• _EXERCISE INSTRUCTIONS_: Rewrite the World AIDS Day report from "Mbeki has said" to "costs of AZT.", replacing "wealthy countries" with "rich countries".

• _PAGE EXCERPT_:
CAPE TOWN, Dec 1 (AFP) - World AIDS Day was marked in South Africa by scathing attacks on government's HIV/AIDS policies, cautious hope for a cure and colourful rallies where condoms were handed out like candy.
In Cape Town anti-AIDS activists accused President Thabo Mbeki of "passive genocide" through his refusal to supply the anti-AIDS drug AZT to pregnant women, in a ceremony in the city centre, attended by hundreds of delegates to the Parliament of the World's Religions.
Mbeki has said the drug is too expensive and that it has not been proven beyond doubt that AZT does in fact help prevent the transmission of the disease to unborn babies.
"We say to Mbeki that this decision is contrary to the principles of the constitution, is scientifically mistaken and is morally bankrupt," said US AIDS activist Cleve Jones, founder of the AIDS Memorial Quilt.
Jones, an AIDS sufferer who said drugs had kept him alive for the past 20 years, acknowledged that the South African government could not afford to provide the treatment.
But he said Mbeki should ask "the wealthy countries of the world and the big pharmaceutical companies" to help meet the costs of AZT.
South African anti-AIDS activist Adeline Mangcu, who said she was found to be HIV positive in 1994, accused the South African government of "passive genocide -- you just fold your arms and watch them die."
She said 160 babies are born every day in South Africa with the HIV virus and that it was now time for pharmaceutical companies, which had made "huge profits out of our people," to "give something back" by dropping the price of AZT.
In a speech prepared for World Aids Day, Mbeki, who is in Tanzania, avoided the drug row and urged South Africans to be responsible for their own health and change their behaviour to eradicate the disease.
"HIV/AIDS threatens to undermine our efforts to grow our economy and build a better life for all our people," he said.
"Every day, more people die as a result of AIDS in sub-Saharan Africa than anywhere else in the world."
According to the UN, four-fifths of the 2.5 million deaths from AIDS in 1998 were in sub-Saharan Africa.
Health Minister Manto Tshabalala-Msimang expressed the hope that a cure for AIDS would be found soon.
"We are taking positive steps to develop a vaccine. Let us build on the hope we have."
As acting president in Mbeki's absence, Home Affairs Minister Mangosuthu Buthelezi addressed a rally in Pretoria and pleaded with South Africans to relinquish local superstitions about AIDS.
"Let me state emphatically that AIDS cannot be cured. You cannot get better by engaging in sexual intercourse with a virgin. You cannot be cured by rape."
He also implored people not to discriminate against sufferers and not to spread the disease, saying: "There is nothing more repulsive or abominable than a person who intentionally spreads AIDS, out of revenge, selfishness or total disrespect."
Surveying the crowd who stomped to the sound of popular bands, handed around condoms and pinned them to their trousers, Buthelezi said: "There is one thing we can celebrate here today: the fact that we can beat AIDS."
In Cape Town, the national assembly speaker Frene Ginwala unveiled a giant red AIDS awareness ribbon draped across the building's entrance and said South Africa would begin allocating money in its national budget expressly for the fight against AIDS.
In KwaZulu-Natal province, believed to have the highest incidence of HIV in South Africa, AIDS awareness workers took their message straight to the people by boarding trains and handing condoms and pamphlets to commuters.

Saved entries
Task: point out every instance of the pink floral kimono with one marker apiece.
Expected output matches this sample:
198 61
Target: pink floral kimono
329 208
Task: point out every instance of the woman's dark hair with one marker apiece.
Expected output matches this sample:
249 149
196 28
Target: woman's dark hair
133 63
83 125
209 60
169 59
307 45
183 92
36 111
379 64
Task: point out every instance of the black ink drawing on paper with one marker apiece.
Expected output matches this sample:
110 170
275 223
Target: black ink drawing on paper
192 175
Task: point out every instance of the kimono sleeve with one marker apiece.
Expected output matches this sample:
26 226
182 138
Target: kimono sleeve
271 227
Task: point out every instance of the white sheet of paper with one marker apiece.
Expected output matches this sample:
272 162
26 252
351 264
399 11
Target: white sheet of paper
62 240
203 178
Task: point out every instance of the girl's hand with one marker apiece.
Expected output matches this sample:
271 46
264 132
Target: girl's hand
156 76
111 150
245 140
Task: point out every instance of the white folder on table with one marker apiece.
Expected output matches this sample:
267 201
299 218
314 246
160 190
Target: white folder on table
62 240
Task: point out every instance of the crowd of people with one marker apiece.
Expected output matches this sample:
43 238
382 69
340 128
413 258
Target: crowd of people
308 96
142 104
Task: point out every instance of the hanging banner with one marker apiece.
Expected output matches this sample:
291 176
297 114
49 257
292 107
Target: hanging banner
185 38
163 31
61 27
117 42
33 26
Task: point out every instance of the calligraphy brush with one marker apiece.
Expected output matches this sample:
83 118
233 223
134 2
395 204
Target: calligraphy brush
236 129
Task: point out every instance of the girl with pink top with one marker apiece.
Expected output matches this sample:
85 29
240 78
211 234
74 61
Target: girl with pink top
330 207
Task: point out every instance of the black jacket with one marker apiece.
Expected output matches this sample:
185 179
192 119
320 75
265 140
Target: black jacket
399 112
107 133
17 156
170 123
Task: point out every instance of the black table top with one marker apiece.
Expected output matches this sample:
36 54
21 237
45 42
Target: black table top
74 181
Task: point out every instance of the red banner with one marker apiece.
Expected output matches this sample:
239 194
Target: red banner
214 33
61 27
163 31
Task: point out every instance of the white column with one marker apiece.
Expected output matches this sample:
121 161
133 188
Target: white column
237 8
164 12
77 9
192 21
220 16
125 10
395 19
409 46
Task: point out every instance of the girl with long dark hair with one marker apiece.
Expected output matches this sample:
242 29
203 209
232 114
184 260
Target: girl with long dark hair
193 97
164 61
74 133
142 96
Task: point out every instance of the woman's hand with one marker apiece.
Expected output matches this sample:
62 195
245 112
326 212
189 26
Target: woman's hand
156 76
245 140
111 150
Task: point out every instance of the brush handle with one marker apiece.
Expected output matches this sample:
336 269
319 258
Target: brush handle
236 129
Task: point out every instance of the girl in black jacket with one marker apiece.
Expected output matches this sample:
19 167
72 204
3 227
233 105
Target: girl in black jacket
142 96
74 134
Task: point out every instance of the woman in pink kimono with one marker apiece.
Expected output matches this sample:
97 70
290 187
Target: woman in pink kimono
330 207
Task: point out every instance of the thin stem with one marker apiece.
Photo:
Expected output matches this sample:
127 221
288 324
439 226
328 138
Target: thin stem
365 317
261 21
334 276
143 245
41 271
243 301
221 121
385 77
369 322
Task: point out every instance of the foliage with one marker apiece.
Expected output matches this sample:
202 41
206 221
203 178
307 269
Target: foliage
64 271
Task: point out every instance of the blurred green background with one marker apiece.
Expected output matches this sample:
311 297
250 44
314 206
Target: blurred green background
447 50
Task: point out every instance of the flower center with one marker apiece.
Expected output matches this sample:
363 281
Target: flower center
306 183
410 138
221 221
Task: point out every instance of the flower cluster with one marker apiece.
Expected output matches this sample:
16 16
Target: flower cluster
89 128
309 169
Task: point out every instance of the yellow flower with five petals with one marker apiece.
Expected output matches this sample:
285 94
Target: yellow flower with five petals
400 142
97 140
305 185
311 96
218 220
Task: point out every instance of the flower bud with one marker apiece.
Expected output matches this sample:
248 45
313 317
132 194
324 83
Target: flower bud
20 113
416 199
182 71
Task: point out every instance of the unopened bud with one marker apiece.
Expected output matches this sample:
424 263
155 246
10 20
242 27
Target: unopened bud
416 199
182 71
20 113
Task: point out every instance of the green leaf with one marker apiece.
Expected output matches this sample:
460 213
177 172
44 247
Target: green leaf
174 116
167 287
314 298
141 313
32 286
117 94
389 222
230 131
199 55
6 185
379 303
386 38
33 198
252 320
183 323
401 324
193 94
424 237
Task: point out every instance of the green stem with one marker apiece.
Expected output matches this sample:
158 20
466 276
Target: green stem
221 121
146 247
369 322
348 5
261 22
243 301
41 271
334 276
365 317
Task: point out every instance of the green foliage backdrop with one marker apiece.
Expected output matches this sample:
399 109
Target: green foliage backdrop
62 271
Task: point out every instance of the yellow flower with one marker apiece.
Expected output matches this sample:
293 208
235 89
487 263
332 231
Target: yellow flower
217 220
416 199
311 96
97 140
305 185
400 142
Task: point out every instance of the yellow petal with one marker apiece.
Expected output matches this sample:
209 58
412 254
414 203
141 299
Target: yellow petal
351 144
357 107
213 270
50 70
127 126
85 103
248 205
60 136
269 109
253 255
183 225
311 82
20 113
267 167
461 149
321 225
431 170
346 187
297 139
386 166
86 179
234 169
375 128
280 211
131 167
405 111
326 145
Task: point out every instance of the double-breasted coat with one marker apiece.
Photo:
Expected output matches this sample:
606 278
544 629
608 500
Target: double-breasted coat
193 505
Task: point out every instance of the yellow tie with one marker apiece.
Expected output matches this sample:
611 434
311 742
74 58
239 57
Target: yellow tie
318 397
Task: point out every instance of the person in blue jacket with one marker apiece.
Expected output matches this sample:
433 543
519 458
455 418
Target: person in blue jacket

• _TASK SOLUTION_:
Mbeki has said the drug is too expensive and that it has not been proven beyond doubt that AZT does in fact help prevent the transmission of the disease to unborn babies.
"We say to Mbeki that this decision is contrary to the principles of the constitution, is scientifically mistaken and is morally bankrupt," said US AIDS activist Cleve Jones, founder of the AIDS Memorial Quilt.
Jones, an AIDS sufferer who said drugs had kept him alive for the past 20 years, acknowledged that the South African government could not afford to provide the treatment.
But he said Mbeki should ask "the rich countries of the world and the big pharmaceutical companies" to help meet the costs of AZT.